Though different in tone and texture, the divine each of these poets discovered was strikingly similar in essence: a God who breathes through human dignity. Lalon’s moner manush, Tagore’s inner presence, and Nazrul’s embodied Creator all echo the same idea- that God is not a sectarian claim but a universal birthright. And in that shared vision lies their true miracle.
These poets did not only speak of God; they redefined how we see one another. Their words are oars that help navigate the stormy waters of religious division. Their metaphors are maps that lead away from temples of exclusivity toward open fields of compassion. In a world obsessed with difference, they dared to affirm a spiritual sameness, a holiness housed in every heartbeat.

Bounding-box records
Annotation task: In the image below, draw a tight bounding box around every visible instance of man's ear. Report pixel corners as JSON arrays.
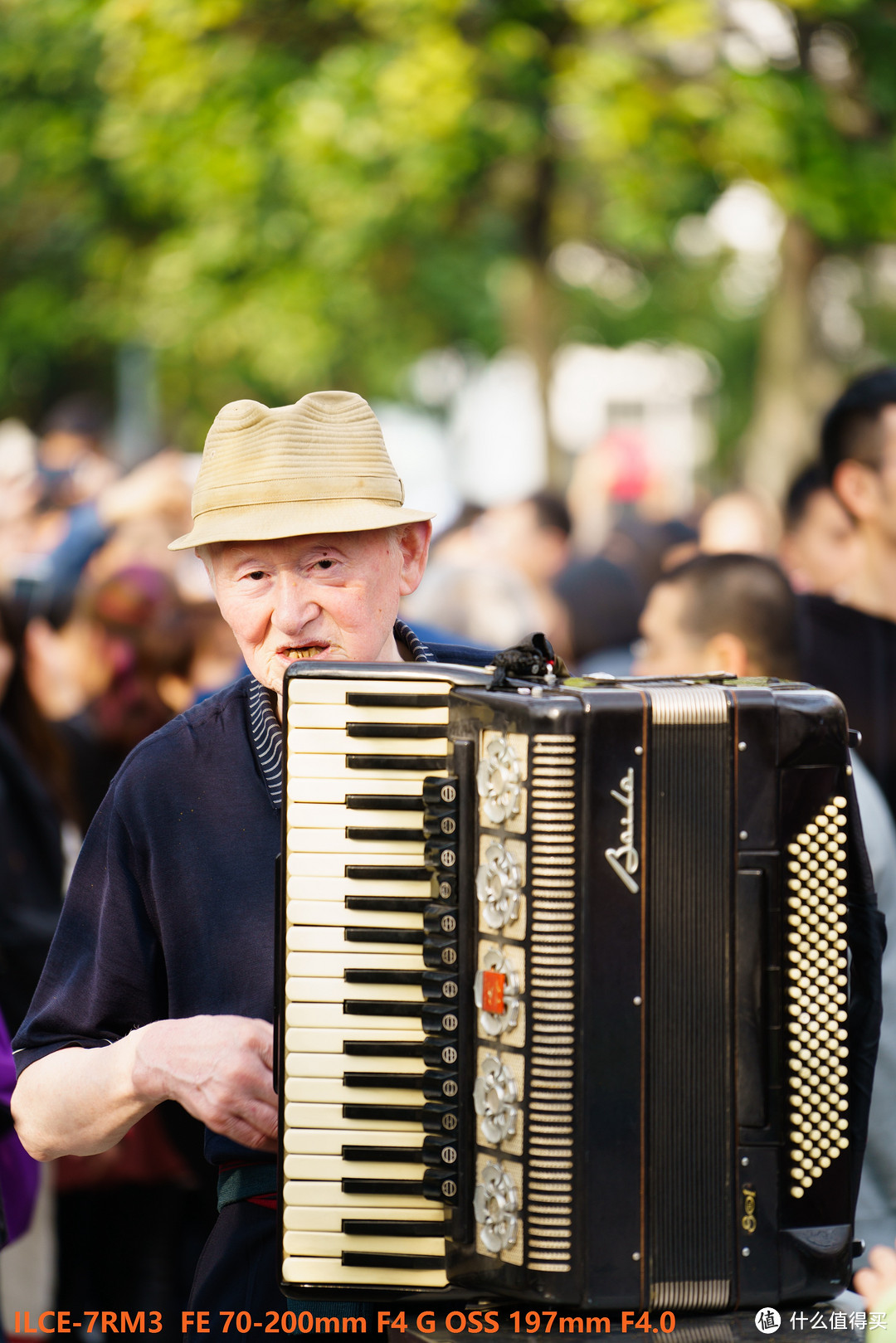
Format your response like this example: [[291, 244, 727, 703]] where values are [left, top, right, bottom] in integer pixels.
[[831, 458, 880, 523], [395, 523, 432, 596], [701, 630, 752, 675]]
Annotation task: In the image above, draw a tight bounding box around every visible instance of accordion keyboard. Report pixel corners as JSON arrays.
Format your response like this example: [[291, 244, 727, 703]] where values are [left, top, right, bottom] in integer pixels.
[[282, 679, 457, 1291]]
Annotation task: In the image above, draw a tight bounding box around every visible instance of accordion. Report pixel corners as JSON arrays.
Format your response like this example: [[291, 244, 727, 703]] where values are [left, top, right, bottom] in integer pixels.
[[275, 664, 873, 1312]]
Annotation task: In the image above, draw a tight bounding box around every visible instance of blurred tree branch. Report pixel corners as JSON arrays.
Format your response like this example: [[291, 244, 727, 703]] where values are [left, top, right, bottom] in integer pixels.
[[0, 0, 896, 488]]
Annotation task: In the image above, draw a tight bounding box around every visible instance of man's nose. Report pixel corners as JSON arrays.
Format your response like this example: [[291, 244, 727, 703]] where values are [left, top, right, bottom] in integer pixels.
[[273, 573, 321, 634]]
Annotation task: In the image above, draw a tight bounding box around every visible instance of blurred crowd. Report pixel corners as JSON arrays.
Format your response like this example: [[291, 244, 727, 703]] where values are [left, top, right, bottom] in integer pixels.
[[0, 372, 896, 1332]]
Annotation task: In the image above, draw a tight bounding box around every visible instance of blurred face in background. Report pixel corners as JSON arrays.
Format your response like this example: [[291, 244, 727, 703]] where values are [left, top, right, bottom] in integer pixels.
[[634, 583, 760, 675], [699, 490, 781, 555], [473, 499, 570, 586], [781, 489, 861, 596], [211, 523, 430, 694], [633, 583, 718, 675], [835, 406, 896, 548]]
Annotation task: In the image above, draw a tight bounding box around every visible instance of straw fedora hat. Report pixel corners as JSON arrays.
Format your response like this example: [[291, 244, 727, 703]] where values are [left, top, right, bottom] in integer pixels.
[[168, 392, 432, 551]]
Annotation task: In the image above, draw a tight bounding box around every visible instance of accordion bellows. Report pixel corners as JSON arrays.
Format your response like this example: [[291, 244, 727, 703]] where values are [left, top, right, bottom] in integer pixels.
[[277, 664, 873, 1312]]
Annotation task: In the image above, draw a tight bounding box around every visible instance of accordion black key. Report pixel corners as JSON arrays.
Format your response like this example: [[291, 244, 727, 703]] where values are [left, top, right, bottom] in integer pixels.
[[277, 664, 873, 1312]]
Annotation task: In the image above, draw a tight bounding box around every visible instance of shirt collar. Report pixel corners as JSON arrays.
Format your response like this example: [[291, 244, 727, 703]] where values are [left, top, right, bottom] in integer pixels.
[[249, 620, 436, 807]]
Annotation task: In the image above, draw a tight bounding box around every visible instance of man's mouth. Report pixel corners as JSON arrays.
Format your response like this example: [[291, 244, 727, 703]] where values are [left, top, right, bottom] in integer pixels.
[[280, 644, 329, 662]]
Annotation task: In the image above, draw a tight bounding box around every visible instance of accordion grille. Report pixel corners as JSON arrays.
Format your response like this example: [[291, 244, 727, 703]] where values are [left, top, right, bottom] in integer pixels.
[[647, 719, 735, 1310], [527, 733, 577, 1273], [786, 798, 849, 1198]]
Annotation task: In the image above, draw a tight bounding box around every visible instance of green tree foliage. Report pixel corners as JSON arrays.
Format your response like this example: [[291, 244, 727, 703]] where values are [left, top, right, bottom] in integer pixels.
[[0, 0, 896, 465]]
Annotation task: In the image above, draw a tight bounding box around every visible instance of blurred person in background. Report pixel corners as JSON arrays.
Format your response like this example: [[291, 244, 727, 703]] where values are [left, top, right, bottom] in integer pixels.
[[402, 490, 571, 647], [5, 449, 196, 625], [799, 368, 896, 810], [697, 490, 781, 555], [28, 564, 201, 833], [635, 555, 896, 1268], [37, 393, 119, 509], [23, 567, 226, 1312], [778, 464, 861, 597], [0, 597, 71, 1034]]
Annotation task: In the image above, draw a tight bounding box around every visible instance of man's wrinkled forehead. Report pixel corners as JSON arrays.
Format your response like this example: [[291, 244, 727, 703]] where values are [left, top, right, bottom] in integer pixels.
[[196, 527, 403, 569]]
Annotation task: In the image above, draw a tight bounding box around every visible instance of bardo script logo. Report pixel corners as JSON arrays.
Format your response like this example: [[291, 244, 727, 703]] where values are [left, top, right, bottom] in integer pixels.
[[603, 766, 640, 896]]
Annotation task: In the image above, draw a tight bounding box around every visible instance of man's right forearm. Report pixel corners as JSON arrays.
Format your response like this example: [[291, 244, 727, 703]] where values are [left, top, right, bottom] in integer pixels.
[[12, 1028, 157, 1161], [12, 1015, 277, 1161]]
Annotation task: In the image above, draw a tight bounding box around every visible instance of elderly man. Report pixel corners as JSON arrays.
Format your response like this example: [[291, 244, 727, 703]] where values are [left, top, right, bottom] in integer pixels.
[[13, 392, 488, 1319]]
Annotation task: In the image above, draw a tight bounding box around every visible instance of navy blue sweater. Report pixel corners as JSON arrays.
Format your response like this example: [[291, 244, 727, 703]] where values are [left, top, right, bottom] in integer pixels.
[[13, 646, 489, 1161]]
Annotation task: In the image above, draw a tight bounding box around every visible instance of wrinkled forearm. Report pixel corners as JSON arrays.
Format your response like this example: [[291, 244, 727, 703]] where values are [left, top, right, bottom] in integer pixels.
[[12, 1026, 163, 1161]]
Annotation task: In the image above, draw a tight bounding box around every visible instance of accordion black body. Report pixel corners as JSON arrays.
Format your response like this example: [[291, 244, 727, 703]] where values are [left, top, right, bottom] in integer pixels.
[[277, 664, 874, 1312]]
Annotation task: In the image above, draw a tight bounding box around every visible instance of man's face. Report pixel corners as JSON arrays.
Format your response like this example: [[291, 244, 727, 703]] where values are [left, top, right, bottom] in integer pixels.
[[206, 523, 430, 694], [634, 583, 718, 675], [877, 406, 896, 545], [781, 489, 861, 595], [835, 406, 896, 547]]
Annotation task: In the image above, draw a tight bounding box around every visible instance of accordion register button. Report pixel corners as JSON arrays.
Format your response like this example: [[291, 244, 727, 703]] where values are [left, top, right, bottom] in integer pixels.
[[421, 933, 457, 970], [423, 904, 457, 937], [341, 1209, 448, 1239]]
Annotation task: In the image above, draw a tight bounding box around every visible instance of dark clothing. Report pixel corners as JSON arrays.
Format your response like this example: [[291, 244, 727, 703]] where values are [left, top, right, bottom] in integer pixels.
[[796, 596, 896, 815], [0, 723, 63, 1033], [13, 677, 280, 1161]]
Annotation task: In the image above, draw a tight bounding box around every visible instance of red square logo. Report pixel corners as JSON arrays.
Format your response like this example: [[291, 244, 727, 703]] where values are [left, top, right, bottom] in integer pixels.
[[482, 970, 505, 1017]]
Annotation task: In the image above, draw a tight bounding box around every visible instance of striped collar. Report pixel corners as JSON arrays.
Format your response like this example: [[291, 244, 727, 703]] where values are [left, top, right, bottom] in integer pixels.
[[249, 620, 436, 807]]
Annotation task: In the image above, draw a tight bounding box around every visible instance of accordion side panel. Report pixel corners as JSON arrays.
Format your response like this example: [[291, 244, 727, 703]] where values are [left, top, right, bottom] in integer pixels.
[[645, 686, 733, 1310]]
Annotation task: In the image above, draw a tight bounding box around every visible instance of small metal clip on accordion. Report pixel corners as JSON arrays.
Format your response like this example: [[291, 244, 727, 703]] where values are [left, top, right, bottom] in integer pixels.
[[277, 664, 870, 1311]]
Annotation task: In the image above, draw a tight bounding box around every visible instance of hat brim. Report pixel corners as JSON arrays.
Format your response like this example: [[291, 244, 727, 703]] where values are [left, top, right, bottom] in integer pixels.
[[168, 499, 436, 551]]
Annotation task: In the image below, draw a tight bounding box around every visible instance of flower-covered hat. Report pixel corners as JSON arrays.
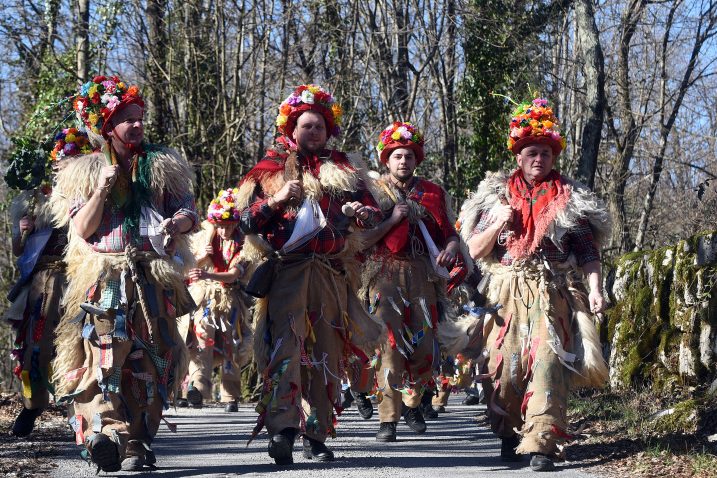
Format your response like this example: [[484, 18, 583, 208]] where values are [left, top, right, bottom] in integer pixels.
[[376, 121, 425, 165], [72, 75, 144, 136], [50, 128, 92, 161], [207, 188, 241, 223], [276, 85, 343, 137], [508, 98, 565, 156]]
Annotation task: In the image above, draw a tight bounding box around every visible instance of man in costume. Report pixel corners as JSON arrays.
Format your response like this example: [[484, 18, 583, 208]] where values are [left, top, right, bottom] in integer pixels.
[[364, 122, 470, 441], [53, 76, 198, 471], [460, 98, 610, 471], [180, 188, 252, 412], [238, 85, 382, 465], [5, 128, 92, 437]]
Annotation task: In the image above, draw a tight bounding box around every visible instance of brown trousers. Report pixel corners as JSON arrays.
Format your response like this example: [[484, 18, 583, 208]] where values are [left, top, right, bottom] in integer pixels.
[[482, 270, 574, 454], [66, 262, 184, 457], [17, 258, 65, 409], [369, 258, 440, 423], [187, 283, 250, 402], [256, 256, 354, 442]]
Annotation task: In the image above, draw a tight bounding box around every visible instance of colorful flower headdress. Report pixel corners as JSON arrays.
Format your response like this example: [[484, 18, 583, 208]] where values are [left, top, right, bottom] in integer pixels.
[[72, 75, 144, 135], [276, 85, 343, 137], [508, 98, 565, 156], [50, 128, 92, 161], [376, 121, 425, 164], [207, 188, 241, 223]]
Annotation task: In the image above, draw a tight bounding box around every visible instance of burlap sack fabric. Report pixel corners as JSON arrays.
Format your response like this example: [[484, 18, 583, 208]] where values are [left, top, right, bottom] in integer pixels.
[[12, 256, 65, 409], [257, 255, 380, 442], [482, 263, 602, 455], [180, 280, 252, 402], [56, 253, 193, 456], [369, 256, 445, 422]]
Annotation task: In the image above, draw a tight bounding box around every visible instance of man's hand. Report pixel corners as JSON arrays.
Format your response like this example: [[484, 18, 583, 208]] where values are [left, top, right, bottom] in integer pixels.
[[97, 164, 119, 191], [273, 179, 303, 204], [18, 216, 35, 234], [346, 201, 369, 221], [487, 203, 513, 227], [588, 289, 605, 314], [187, 268, 207, 281]]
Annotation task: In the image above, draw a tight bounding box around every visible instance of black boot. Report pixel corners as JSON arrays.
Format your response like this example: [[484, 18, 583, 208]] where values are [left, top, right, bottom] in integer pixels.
[[500, 435, 520, 461], [269, 428, 296, 466], [356, 393, 373, 420], [12, 407, 42, 437], [304, 437, 334, 461], [341, 388, 354, 410], [530, 453, 555, 471], [86, 433, 122, 471], [376, 422, 396, 441], [403, 406, 426, 434]]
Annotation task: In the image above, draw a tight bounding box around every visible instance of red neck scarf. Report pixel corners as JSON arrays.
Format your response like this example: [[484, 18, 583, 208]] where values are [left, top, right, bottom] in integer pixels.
[[507, 169, 570, 259]]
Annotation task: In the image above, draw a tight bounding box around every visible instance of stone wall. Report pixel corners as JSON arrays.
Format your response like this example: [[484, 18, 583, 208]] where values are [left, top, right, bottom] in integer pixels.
[[607, 231, 717, 391]]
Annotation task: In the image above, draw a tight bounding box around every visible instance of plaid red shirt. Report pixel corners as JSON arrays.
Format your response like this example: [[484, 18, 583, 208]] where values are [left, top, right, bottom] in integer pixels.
[[473, 211, 600, 266], [239, 152, 382, 254], [69, 193, 199, 252]]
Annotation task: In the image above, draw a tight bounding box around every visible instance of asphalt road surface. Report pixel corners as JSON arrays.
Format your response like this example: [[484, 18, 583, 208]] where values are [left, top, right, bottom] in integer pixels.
[[51, 395, 595, 478]]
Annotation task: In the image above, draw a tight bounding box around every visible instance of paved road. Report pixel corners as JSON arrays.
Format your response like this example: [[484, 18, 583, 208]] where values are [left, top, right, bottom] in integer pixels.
[[51, 397, 595, 478]]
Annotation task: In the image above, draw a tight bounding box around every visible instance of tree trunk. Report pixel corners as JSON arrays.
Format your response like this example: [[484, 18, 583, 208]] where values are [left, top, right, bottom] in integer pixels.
[[75, 0, 90, 83], [575, 0, 605, 189]]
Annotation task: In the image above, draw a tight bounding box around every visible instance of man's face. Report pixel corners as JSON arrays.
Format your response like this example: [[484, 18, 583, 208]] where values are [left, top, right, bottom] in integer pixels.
[[386, 148, 416, 182], [110, 105, 144, 146], [291, 111, 329, 154], [516, 143, 555, 183]]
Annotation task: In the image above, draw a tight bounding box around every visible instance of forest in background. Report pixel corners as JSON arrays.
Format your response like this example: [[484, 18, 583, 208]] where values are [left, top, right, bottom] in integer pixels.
[[0, 0, 717, 386]]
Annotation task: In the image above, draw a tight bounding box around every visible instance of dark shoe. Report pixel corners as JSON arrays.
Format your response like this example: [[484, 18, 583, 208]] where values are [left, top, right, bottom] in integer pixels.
[[530, 453, 555, 471], [461, 395, 480, 405], [418, 403, 438, 420], [304, 437, 334, 461], [87, 433, 122, 471], [122, 456, 147, 471], [500, 435, 520, 461], [403, 407, 426, 434], [187, 387, 203, 408], [341, 388, 354, 410], [269, 428, 296, 466], [12, 407, 42, 437], [356, 393, 373, 420], [376, 422, 396, 441]]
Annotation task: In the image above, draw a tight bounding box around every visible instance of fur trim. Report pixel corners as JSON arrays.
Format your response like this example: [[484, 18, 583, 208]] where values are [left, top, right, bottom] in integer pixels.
[[459, 172, 611, 263], [10, 189, 53, 236]]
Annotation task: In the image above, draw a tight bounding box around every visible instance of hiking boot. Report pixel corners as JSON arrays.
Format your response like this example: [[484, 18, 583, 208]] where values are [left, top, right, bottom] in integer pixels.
[[86, 433, 122, 471], [269, 428, 296, 466], [341, 388, 354, 410], [356, 393, 373, 420], [461, 395, 480, 405], [187, 387, 203, 408], [376, 422, 396, 441], [12, 407, 42, 437], [418, 403, 438, 420], [403, 407, 426, 434], [530, 453, 555, 471], [500, 435, 520, 461], [304, 437, 334, 461]]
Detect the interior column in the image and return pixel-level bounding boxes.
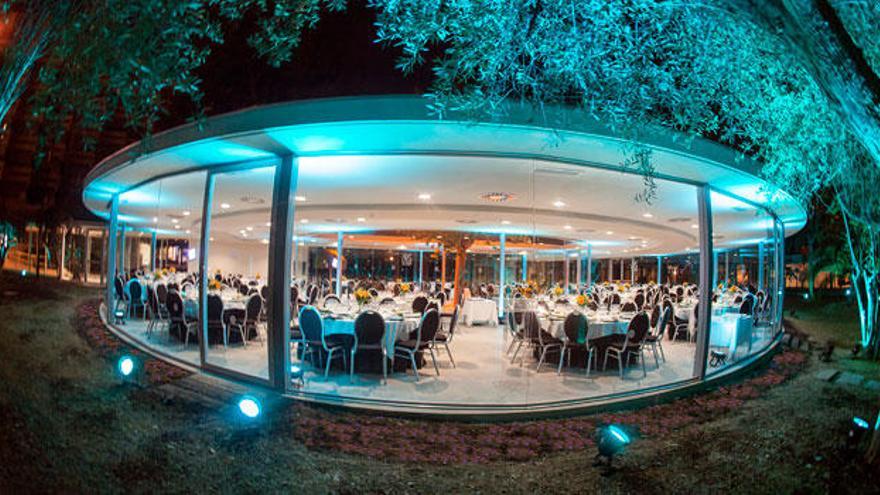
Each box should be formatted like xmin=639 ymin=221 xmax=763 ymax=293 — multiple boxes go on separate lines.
xmin=336 ymin=232 xmax=345 ymax=297
xmin=498 ymin=232 xmax=507 ymax=318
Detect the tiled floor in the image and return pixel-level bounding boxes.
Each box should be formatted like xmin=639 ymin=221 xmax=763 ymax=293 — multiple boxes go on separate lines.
xmin=123 ymin=320 xmax=708 ymax=405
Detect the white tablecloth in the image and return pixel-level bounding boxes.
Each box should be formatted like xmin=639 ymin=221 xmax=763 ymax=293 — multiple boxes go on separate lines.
xmin=709 ymin=313 xmax=753 ymax=358
xmin=461 ymin=297 xmax=498 ymax=326
xmin=324 ymin=318 xmax=419 ymax=357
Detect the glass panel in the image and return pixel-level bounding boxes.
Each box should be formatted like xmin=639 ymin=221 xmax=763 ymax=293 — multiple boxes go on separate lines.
xmin=288 ymin=156 xmax=700 ymax=405
xmin=707 ymin=191 xmax=778 ymax=374
xmin=205 ymin=166 xmax=276 ymax=380
xmin=115 ymin=172 xmax=206 ymax=365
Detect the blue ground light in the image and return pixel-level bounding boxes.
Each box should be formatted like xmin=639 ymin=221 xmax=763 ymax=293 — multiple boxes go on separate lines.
xmin=238 ymin=397 xmax=263 ymax=419
xmin=116 ymin=356 xmax=135 ymax=378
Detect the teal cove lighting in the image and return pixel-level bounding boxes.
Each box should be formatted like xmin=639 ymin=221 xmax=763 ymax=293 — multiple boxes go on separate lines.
xmin=238 ymin=397 xmax=263 ymax=419
xmin=116 ymin=356 xmax=135 ymax=378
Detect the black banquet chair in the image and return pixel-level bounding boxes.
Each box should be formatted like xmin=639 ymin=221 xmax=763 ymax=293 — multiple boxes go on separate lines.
xmin=394 ymin=309 xmax=440 ymax=381
xmin=349 ymin=311 xmax=388 ymax=381
xmin=602 ymin=312 xmax=651 ymax=379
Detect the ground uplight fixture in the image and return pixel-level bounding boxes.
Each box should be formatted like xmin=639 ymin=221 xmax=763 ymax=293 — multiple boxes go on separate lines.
xmin=238 ymin=396 xmax=263 ymax=419
xmin=116 ymin=355 xmax=135 ymax=378
xmin=846 ymin=416 xmax=871 ymax=448
xmin=596 ymin=425 xmax=632 ymax=467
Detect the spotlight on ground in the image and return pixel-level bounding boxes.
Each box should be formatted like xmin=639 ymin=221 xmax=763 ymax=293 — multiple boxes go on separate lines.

- **Problems**
1. Answer these questions from the essay on Lalon, Tagore and Nazrul:
(a) Which term from Lalon does it use for the divine?
(b) What does it say God is, in place of a sectarian claim?
(c) What does it call the poets' metaphors?
2. Write a continuation of the essay on Lalon, Tagore and Nazrul, starting after its final sentence.

- **Outputs for the tasks**
1.
(a) Moner manush.
(b) A universal birthright.
(c) Maps that lead away from temples of exclusivity toward open fields of compassion.

2.
Today, when borders are drawn in blood and creeds become weapons, the songs of Lalon, Tagore, and Nazrul remain urgent hymns for peace. They challenge us to look beyond the veil of religion and find the soul that stares back from every face. They whisper that loving another is the highest form of prayer, and that justice is not separate from worship but its truest form.
In their world, you don’t find God in scriptures alone, you find Him in sweat and song, rebellion and rest, laughter and longing. You find Him wherever one human touches another with care.
And perhaps, in these divided times, the only God worth believing in is the One who lives in the heart of humankind.